- Aim of the exercise: In the text on love and memory, how old was the neighbor's son when he died of leukemia?

- Excerpted text:
====

Reflecting on love and memory, Caldecott says that "in our own love for others is revealed that interior dimension through which we ourselves are renewed and resurrected." Not so sure about that last one, since human love, in the absence of divine intervention, is also the most painful kind of crucifixion.

An elderly Catholic neighbor of mine told me the story of losing his five year old son to leukemia back in the early 1960s. That's crucifixion, and it is precisely the dilemma that urgently introduces the need for renewal and resurrection. But how?

I wish I could remember the whole story -- it's probably been 10 years -- but he told of how, in the hospital, he had the experience of a kind of unimaginable peace descending from above. That doesn't mean he didn't grieve -- even Jesus cries at Lazarus's grave -- but it does mean that the ingression of divine Love and Recollection assured him that somehow everything was going to be alright in the end.

I'm also now remembering a patient who worked in a jewelry store and was involved in a robbery. While one monster was ransacking the place, the other monster had her on her knees with a gun stuck in the back of her head. She began praying, and again described the descent of a kind of total peace. Whereas before she had been thinking about her orphaned children and widowed husband, now it was as if she were being offered a preview of heaven.

====

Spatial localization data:
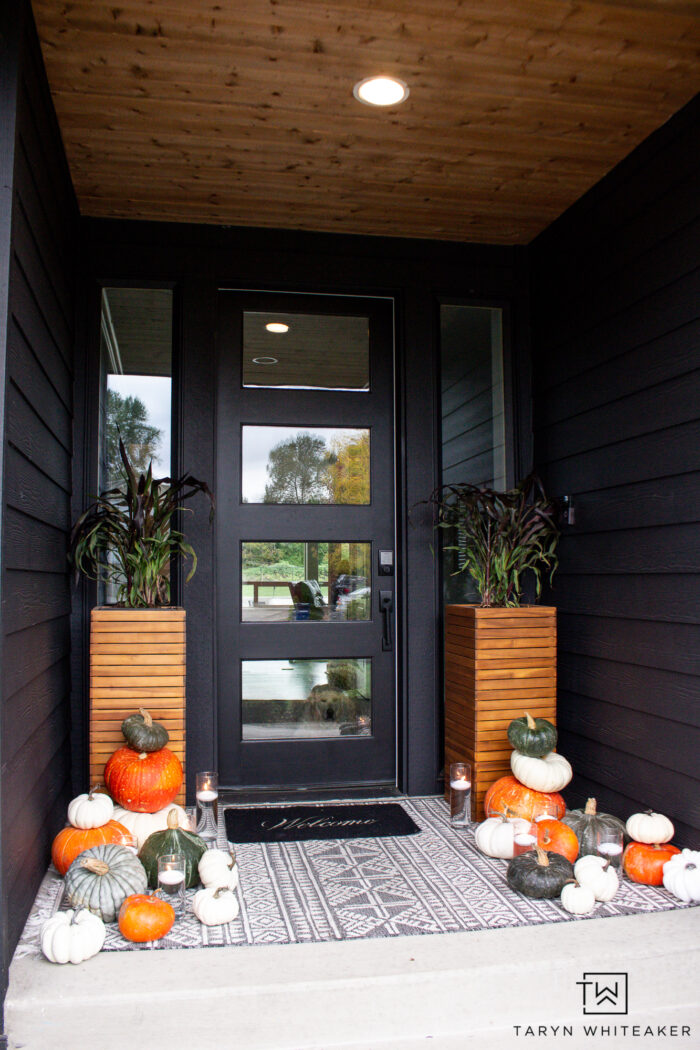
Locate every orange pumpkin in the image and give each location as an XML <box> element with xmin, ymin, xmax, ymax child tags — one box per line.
<box><xmin>484</xmin><ymin>776</ymin><xmax>567</xmax><ymax>820</ymax></box>
<box><xmin>535</xmin><ymin>820</ymin><xmax>578</xmax><ymax>864</ymax></box>
<box><xmin>105</xmin><ymin>748</ymin><xmax>183</xmax><ymax>813</ymax></box>
<box><xmin>51</xmin><ymin>820</ymin><xmax>129</xmax><ymax>875</ymax></box>
<box><xmin>622</xmin><ymin>842</ymin><xmax>680</xmax><ymax>886</ymax></box>
<box><xmin>118</xmin><ymin>894</ymin><xmax>175</xmax><ymax>942</ymax></box>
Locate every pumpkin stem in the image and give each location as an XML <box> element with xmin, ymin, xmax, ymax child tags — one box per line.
<box><xmin>80</xmin><ymin>857</ymin><xmax>109</xmax><ymax>875</ymax></box>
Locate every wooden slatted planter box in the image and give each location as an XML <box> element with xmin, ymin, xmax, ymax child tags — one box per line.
<box><xmin>89</xmin><ymin>606</ymin><xmax>186</xmax><ymax>805</ymax></box>
<box><xmin>445</xmin><ymin>605</ymin><xmax>556</xmax><ymax>820</ymax></box>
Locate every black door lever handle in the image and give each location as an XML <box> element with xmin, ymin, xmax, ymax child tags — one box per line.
<box><xmin>379</xmin><ymin>591</ymin><xmax>394</xmax><ymax>652</ymax></box>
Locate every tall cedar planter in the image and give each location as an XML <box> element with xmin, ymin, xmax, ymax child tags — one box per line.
<box><xmin>445</xmin><ymin>605</ymin><xmax>556</xmax><ymax>820</ymax></box>
<box><xmin>89</xmin><ymin>606</ymin><xmax>186</xmax><ymax>805</ymax></box>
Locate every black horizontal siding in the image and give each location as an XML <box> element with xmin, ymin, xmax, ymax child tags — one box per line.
<box><xmin>1</xmin><ymin>0</ymin><xmax>78</xmax><ymax>1007</ymax></box>
<box><xmin>530</xmin><ymin>100</ymin><xmax>700</xmax><ymax>847</ymax></box>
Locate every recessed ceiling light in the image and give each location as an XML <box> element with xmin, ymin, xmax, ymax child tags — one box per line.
<box><xmin>353</xmin><ymin>77</ymin><xmax>408</xmax><ymax>106</ymax></box>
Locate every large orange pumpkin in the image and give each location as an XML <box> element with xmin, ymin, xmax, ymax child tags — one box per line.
<box><xmin>535</xmin><ymin>820</ymin><xmax>578</xmax><ymax>864</ymax></box>
<box><xmin>105</xmin><ymin>748</ymin><xmax>183</xmax><ymax>813</ymax></box>
<box><xmin>622</xmin><ymin>842</ymin><xmax>680</xmax><ymax>886</ymax></box>
<box><xmin>119</xmin><ymin>894</ymin><xmax>175</xmax><ymax>942</ymax></box>
<box><xmin>51</xmin><ymin>820</ymin><xmax>129</xmax><ymax>875</ymax></box>
<box><xmin>484</xmin><ymin>776</ymin><xmax>567</xmax><ymax>820</ymax></box>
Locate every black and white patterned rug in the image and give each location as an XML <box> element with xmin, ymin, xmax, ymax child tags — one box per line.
<box><xmin>16</xmin><ymin>797</ymin><xmax>688</xmax><ymax>956</ymax></box>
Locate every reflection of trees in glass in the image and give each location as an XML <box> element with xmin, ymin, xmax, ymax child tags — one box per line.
<box><xmin>262</xmin><ymin>434</ymin><xmax>333</xmax><ymax>503</ymax></box>
<box><xmin>327</xmin><ymin>431</ymin><xmax>369</xmax><ymax>504</ymax></box>
<box><xmin>106</xmin><ymin>390</ymin><xmax>162</xmax><ymax>485</ymax></box>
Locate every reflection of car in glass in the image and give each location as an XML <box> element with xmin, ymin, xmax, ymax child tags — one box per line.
<box><xmin>331</xmin><ymin>572</ymin><xmax>367</xmax><ymax>608</ymax></box>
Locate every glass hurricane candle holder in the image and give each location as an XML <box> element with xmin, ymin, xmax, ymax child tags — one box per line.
<box><xmin>449</xmin><ymin>762</ymin><xmax>471</xmax><ymax>827</ymax></box>
<box><xmin>158</xmin><ymin>854</ymin><xmax>185</xmax><ymax>919</ymax></box>
<box><xmin>596</xmin><ymin>827</ymin><xmax>623</xmax><ymax>879</ymax></box>
<box><xmin>195</xmin><ymin>770</ymin><xmax>218</xmax><ymax>842</ymax></box>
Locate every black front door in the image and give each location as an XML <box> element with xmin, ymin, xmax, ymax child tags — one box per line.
<box><xmin>216</xmin><ymin>291</ymin><xmax>396</xmax><ymax>788</ymax></box>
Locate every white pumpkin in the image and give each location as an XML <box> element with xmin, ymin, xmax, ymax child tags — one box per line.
<box><xmin>510</xmin><ymin>751</ymin><xmax>574</xmax><ymax>792</ymax></box>
<box><xmin>40</xmin><ymin>908</ymin><xmax>107</xmax><ymax>963</ymax></box>
<box><xmin>561</xmin><ymin>882</ymin><xmax>595</xmax><ymax>916</ymax></box>
<box><xmin>68</xmin><ymin>788</ymin><xmax>114</xmax><ymax>831</ymax></box>
<box><xmin>624</xmin><ymin>810</ymin><xmax>676</xmax><ymax>846</ymax></box>
<box><xmin>663</xmin><ymin>849</ymin><xmax>700</xmax><ymax>904</ymax></box>
<box><xmin>198</xmin><ymin>849</ymin><xmax>238</xmax><ymax>889</ymax></box>
<box><xmin>192</xmin><ymin>886</ymin><xmax>239</xmax><ymax>926</ymax></box>
<box><xmin>574</xmin><ymin>854</ymin><xmax>620</xmax><ymax>901</ymax></box>
<box><xmin>114</xmin><ymin>802</ymin><xmax>190</xmax><ymax>849</ymax></box>
<box><xmin>474</xmin><ymin>817</ymin><xmax>530</xmax><ymax>860</ymax></box>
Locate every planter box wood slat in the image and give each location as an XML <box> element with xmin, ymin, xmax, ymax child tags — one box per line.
<box><xmin>445</xmin><ymin>605</ymin><xmax>556</xmax><ymax>820</ymax></box>
<box><xmin>89</xmin><ymin>608</ymin><xmax>186</xmax><ymax>805</ymax></box>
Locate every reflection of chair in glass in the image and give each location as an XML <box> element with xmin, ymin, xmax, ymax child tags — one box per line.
<box><xmin>290</xmin><ymin>580</ymin><xmax>325</xmax><ymax>620</ymax></box>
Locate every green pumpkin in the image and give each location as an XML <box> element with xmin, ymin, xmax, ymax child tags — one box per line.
<box><xmin>508</xmin><ymin>711</ymin><xmax>556</xmax><ymax>758</ymax></box>
<box><xmin>506</xmin><ymin>846</ymin><xmax>574</xmax><ymax>898</ymax></box>
<box><xmin>139</xmin><ymin>810</ymin><xmax>207</xmax><ymax>889</ymax></box>
<box><xmin>122</xmin><ymin>708</ymin><xmax>170</xmax><ymax>752</ymax></box>
<box><xmin>561</xmin><ymin>798</ymin><xmax>629</xmax><ymax>857</ymax></box>
<box><xmin>65</xmin><ymin>842</ymin><xmax>148</xmax><ymax>922</ymax></box>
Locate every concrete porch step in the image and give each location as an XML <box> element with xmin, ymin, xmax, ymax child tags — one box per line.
<box><xmin>5</xmin><ymin>908</ymin><xmax>700</xmax><ymax>1050</ymax></box>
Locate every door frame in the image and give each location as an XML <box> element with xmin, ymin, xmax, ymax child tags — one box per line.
<box><xmin>212</xmin><ymin>284</ymin><xmax>398</xmax><ymax>793</ymax></box>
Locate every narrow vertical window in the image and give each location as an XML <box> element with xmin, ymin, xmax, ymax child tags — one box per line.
<box><xmin>440</xmin><ymin>305</ymin><xmax>507</xmax><ymax>602</ymax></box>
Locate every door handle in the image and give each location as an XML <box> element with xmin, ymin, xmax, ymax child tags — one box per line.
<box><xmin>379</xmin><ymin>591</ymin><xmax>394</xmax><ymax>652</ymax></box>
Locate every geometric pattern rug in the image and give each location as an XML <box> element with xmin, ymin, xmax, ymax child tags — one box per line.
<box><xmin>16</xmin><ymin>796</ymin><xmax>693</xmax><ymax>956</ymax></box>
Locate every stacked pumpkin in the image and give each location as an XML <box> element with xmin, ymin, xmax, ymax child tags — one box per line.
<box><xmin>41</xmin><ymin>708</ymin><xmax>238</xmax><ymax>963</ymax></box>
<box><xmin>475</xmin><ymin>712</ymin><xmax>578</xmax><ymax>862</ymax></box>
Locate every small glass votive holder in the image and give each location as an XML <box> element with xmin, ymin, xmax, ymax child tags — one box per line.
<box><xmin>158</xmin><ymin>854</ymin><xmax>186</xmax><ymax>919</ymax></box>
<box><xmin>596</xmin><ymin>827</ymin><xmax>623</xmax><ymax>879</ymax></box>
<box><xmin>195</xmin><ymin>770</ymin><xmax>218</xmax><ymax>842</ymax></box>
<box><xmin>513</xmin><ymin>824</ymin><xmax>537</xmax><ymax>857</ymax></box>
<box><xmin>449</xmin><ymin>762</ymin><xmax>471</xmax><ymax>827</ymax></box>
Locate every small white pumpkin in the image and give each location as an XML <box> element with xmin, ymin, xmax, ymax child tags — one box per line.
<box><xmin>574</xmin><ymin>854</ymin><xmax>620</xmax><ymax>901</ymax></box>
<box><xmin>40</xmin><ymin>908</ymin><xmax>107</xmax><ymax>963</ymax></box>
<box><xmin>663</xmin><ymin>849</ymin><xmax>700</xmax><ymax>904</ymax></box>
<box><xmin>510</xmin><ymin>751</ymin><xmax>574</xmax><ymax>793</ymax></box>
<box><xmin>474</xmin><ymin>816</ymin><xmax>530</xmax><ymax>860</ymax></box>
<box><xmin>561</xmin><ymin>882</ymin><xmax>595</xmax><ymax>916</ymax></box>
<box><xmin>114</xmin><ymin>802</ymin><xmax>189</xmax><ymax>849</ymax></box>
<box><xmin>198</xmin><ymin>849</ymin><xmax>238</xmax><ymax>889</ymax></box>
<box><xmin>192</xmin><ymin>886</ymin><xmax>239</xmax><ymax>926</ymax></box>
<box><xmin>68</xmin><ymin>788</ymin><xmax>114</xmax><ymax>831</ymax></box>
<box><xmin>624</xmin><ymin>810</ymin><xmax>676</xmax><ymax>846</ymax></box>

====

- Response to this task: He was five years old.